• Rows:

________

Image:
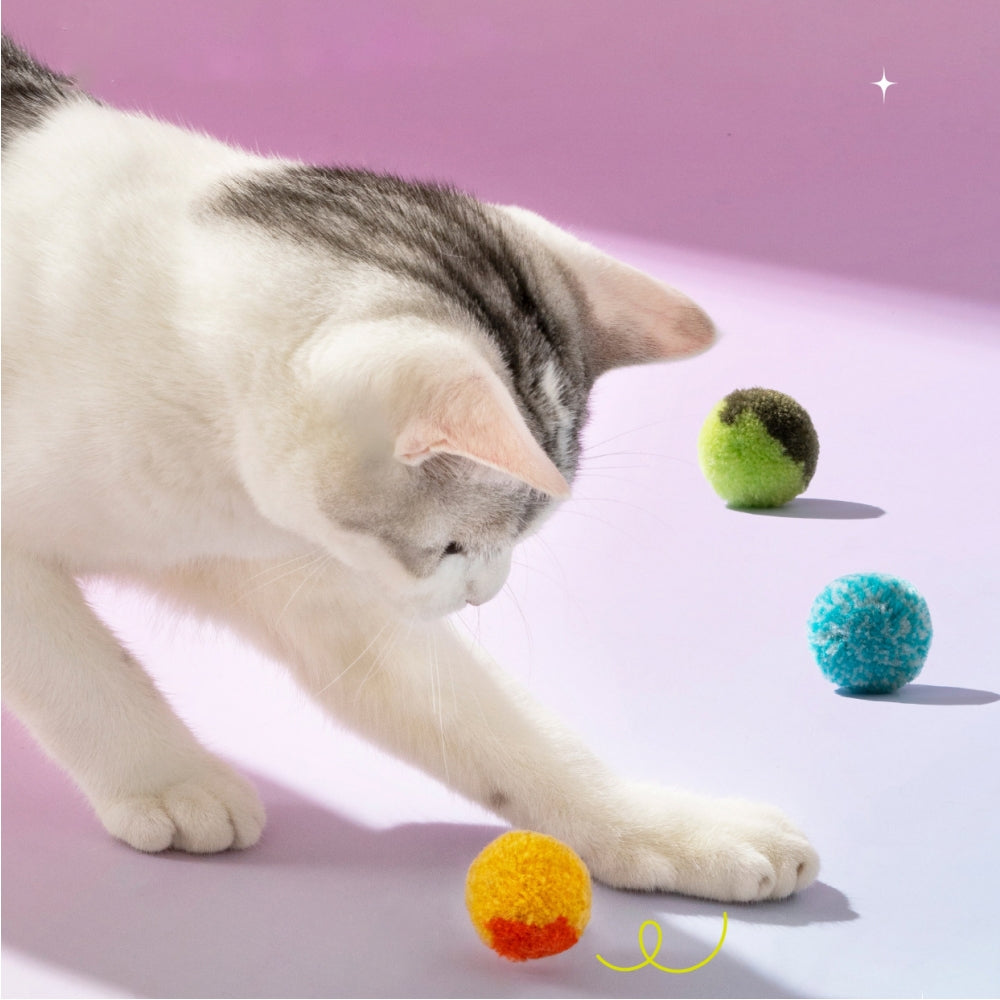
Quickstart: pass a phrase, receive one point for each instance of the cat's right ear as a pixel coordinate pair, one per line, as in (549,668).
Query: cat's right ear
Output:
(470,413)
(638,319)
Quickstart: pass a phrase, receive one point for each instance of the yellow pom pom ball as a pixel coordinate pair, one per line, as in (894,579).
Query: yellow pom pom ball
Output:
(528,895)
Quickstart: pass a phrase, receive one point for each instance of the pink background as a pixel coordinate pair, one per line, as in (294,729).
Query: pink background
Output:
(742,128)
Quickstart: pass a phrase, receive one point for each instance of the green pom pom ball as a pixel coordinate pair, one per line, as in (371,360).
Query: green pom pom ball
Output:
(870,633)
(758,448)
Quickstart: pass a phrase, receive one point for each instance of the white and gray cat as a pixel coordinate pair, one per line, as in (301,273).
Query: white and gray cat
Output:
(215,364)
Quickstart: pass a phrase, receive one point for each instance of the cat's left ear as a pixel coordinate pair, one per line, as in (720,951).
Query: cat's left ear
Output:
(638,318)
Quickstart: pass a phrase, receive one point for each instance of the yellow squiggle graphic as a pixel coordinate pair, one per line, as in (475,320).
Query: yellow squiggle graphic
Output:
(651,958)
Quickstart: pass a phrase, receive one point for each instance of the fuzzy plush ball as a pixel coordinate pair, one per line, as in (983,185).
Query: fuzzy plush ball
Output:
(870,633)
(758,448)
(528,895)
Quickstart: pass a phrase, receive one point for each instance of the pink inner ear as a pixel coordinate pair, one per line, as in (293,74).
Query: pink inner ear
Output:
(478,420)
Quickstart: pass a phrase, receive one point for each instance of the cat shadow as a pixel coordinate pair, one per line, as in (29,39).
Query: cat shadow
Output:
(813,508)
(927,694)
(321,907)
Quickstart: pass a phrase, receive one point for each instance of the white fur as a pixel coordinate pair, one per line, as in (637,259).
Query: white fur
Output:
(184,404)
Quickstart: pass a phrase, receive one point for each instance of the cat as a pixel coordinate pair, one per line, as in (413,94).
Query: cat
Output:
(220,368)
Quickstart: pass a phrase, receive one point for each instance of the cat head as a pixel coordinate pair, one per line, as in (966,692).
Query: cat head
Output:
(440,428)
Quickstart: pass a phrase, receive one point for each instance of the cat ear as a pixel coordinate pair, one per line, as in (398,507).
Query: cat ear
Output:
(638,318)
(474,416)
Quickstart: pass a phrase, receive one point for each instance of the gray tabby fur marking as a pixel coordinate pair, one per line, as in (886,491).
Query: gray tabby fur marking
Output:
(30,91)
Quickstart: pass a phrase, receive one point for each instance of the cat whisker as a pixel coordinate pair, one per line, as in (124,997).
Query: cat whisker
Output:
(379,658)
(631,430)
(353,662)
(315,569)
(299,563)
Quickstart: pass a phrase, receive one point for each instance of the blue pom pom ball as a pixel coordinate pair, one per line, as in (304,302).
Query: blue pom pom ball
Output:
(870,632)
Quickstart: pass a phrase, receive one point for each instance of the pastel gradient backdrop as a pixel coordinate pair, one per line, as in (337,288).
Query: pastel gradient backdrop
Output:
(747,128)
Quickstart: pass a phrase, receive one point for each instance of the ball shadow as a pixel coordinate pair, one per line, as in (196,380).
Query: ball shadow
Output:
(926,694)
(817,509)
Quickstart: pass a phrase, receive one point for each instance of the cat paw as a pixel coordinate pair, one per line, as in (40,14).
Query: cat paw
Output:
(212,810)
(721,849)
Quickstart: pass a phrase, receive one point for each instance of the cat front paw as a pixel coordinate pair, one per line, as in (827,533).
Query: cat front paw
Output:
(212,809)
(721,849)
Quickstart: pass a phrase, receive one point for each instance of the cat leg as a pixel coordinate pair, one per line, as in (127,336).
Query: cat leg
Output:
(96,712)
(422,692)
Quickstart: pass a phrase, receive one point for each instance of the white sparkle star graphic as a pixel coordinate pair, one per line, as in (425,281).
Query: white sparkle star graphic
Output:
(884,84)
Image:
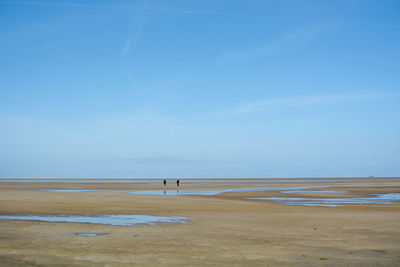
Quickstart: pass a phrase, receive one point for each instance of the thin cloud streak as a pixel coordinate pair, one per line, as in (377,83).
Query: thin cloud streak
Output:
(135,33)
(287,42)
(166,10)
(302,101)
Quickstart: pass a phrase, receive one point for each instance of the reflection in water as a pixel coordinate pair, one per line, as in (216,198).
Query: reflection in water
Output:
(99,219)
(217,192)
(68,190)
(188,181)
(390,198)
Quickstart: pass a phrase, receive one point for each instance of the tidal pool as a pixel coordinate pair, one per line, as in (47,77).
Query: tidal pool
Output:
(390,198)
(99,219)
(314,191)
(68,190)
(213,192)
(183,181)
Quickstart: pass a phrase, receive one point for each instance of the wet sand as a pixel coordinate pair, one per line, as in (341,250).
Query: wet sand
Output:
(226,229)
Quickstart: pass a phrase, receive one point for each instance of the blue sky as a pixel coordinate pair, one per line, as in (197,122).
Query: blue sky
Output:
(199,88)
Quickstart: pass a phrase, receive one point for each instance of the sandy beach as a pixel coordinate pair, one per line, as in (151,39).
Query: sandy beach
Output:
(226,229)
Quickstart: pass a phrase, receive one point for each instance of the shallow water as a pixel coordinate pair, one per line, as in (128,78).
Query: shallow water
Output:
(314,191)
(68,190)
(189,181)
(212,192)
(390,198)
(99,219)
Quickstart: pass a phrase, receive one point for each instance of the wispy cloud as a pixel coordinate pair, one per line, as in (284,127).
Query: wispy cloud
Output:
(132,7)
(154,160)
(136,30)
(303,101)
(287,42)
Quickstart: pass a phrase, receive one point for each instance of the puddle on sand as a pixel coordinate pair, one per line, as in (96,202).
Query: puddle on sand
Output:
(100,219)
(214,192)
(188,181)
(314,191)
(90,234)
(390,198)
(68,190)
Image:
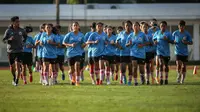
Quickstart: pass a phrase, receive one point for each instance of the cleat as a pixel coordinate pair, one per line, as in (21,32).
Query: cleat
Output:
(31,78)
(108,82)
(25,83)
(97,82)
(77,84)
(129,83)
(121,82)
(124,80)
(21,76)
(63,76)
(136,84)
(142,80)
(161,82)
(13,83)
(16,81)
(101,82)
(72,83)
(157,80)
(148,82)
(82,77)
(152,80)
(166,82)
(93,83)
(116,77)
(181,82)
(112,77)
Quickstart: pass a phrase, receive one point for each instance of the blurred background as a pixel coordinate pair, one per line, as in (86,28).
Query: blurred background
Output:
(111,12)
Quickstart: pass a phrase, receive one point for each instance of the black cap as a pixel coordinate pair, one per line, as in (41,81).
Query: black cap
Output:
(93,25)
(100,23)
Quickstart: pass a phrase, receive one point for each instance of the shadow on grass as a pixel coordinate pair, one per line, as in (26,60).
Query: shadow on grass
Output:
(123,85)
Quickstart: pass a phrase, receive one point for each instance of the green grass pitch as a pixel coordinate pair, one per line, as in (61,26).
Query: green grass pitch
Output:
(89,98)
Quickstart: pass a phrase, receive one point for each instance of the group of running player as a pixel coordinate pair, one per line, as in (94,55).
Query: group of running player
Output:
(133,47)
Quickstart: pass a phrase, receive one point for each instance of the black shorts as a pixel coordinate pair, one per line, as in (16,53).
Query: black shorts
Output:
(73,60)
(96,59)
(125,59)
(165,58)
(36,58)
(117,59)
(111,59)
(139,60)
(149,56)
(90,60)
(60,59)
(182,58)
(82,60)
(27,59)
(50,60)
(12,57)
(83,57)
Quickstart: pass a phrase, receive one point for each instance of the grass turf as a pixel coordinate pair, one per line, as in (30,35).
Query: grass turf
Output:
(89,98)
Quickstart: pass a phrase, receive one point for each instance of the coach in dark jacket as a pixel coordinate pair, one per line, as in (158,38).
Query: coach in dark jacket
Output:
(15,37)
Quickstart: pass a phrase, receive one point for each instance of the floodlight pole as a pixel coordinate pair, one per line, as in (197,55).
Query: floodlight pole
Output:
(57,11)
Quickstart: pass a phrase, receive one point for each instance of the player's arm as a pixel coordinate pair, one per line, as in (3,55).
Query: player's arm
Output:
(83,44)
(155,38)
(146,41)
(37,40)
(91,40)
(188,40)
(129,41)
(66,41)
(6,38)
(25,36)
(31,45)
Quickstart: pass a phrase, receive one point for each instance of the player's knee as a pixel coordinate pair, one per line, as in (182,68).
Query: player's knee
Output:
(166,68)
(183,69)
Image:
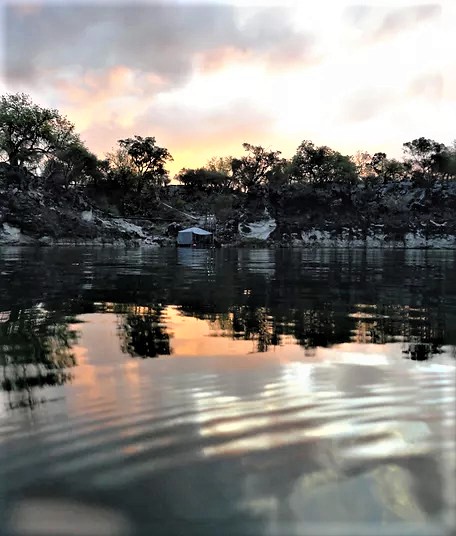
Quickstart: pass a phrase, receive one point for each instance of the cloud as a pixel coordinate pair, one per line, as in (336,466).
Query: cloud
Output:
(164,39)
(377,23)
(429,86)
(191,135)
(367,103)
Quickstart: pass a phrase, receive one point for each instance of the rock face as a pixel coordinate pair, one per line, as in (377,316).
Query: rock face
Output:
(260,230)
(33,217)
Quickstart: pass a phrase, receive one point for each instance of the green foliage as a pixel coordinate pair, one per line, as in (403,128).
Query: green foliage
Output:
(320,165)
(30,133)
(201,180)
(253,171)
(73,165)
(146,161)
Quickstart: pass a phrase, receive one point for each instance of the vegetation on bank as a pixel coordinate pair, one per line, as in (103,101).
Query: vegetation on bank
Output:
(47,175)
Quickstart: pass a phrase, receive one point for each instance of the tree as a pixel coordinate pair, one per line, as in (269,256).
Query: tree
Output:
(202,180)
(147,161)
(224,166)
(73,165)
(253,170)
(422,154)
(377,163)
(29,133)
(362,161)
(320,165)
(220,164)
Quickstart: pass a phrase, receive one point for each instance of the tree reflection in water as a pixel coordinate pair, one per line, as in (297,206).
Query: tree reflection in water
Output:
(142,330)
(35,352)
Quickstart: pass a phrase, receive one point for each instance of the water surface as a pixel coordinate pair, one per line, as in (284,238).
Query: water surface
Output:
(228,391)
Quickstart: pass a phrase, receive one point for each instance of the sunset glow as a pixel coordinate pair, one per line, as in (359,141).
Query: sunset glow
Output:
(204,78)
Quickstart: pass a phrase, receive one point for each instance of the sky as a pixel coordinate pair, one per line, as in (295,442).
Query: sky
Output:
(203,78)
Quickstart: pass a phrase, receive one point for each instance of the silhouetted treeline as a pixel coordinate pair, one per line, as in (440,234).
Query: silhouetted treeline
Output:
(40,150)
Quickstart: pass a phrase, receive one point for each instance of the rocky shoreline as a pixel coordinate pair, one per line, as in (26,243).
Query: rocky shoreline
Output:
(135,236)
(33,218)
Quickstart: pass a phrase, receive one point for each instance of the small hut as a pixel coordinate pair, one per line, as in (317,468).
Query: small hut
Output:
(194,236)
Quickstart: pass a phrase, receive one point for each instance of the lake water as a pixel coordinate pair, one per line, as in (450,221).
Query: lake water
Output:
(272,392)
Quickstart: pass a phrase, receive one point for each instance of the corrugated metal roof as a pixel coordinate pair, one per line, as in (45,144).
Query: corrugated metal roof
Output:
(195,230)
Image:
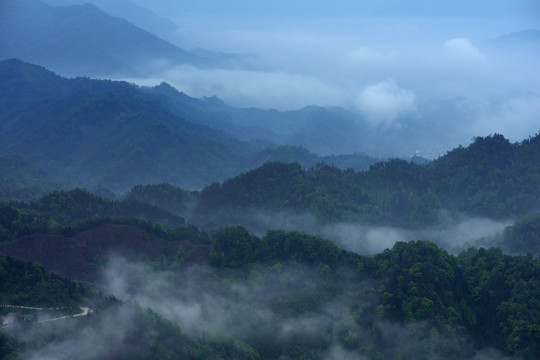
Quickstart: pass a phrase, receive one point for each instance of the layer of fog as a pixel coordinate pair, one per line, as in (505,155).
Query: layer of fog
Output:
(454,232)
(203,304)
(387,61)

________

• Work required: Produce an exact copy of only those lines that run from the line with "as in (440,234)." to the final line of the records, including both; exclude images.

• Answer to this exercise:
Quickstart: pass a phrase, receive one point for each instance of the silhouetted treeline as a pixel coordinate pair, one per line, as in (440,234).
Query: silhouetted treeline
Output:
(40,150)
Quickstart: pass a phrase, receive one point for each instance of the rocky shoreline as a pixel coordinate pair, one per line, as in (26,243).
Query: rocky shoreline
Output:
(135,236)
(33,218)
Quickstart: pass a phrase, receive one point for each instance of the small hut as a pixel coordinate pair, one per line, as in (317,468).
Query: small hut
Output:
(194,236)
Quickstart: pass a phrase, receive one point for each instance of the lake water as a pixel coordinate pair, one per line, as in (450,221).
Query: lake water
Output:
(272,392)
Quickstart: pass a phrase, receive one point for each instance of the corrugated metal roof as a pixel coordinate pair, one per line, as in (45,144).
Query: corrugated metal roof
Output:
(195,230)
Image:
Quickstart: pass a phrase, receive one point for each instance of the layer of fog as a pixel coordinate pair, one per line, as in (505,155).
Query: layer of fog
Output:
(454,232)
(203,304)
(387,61)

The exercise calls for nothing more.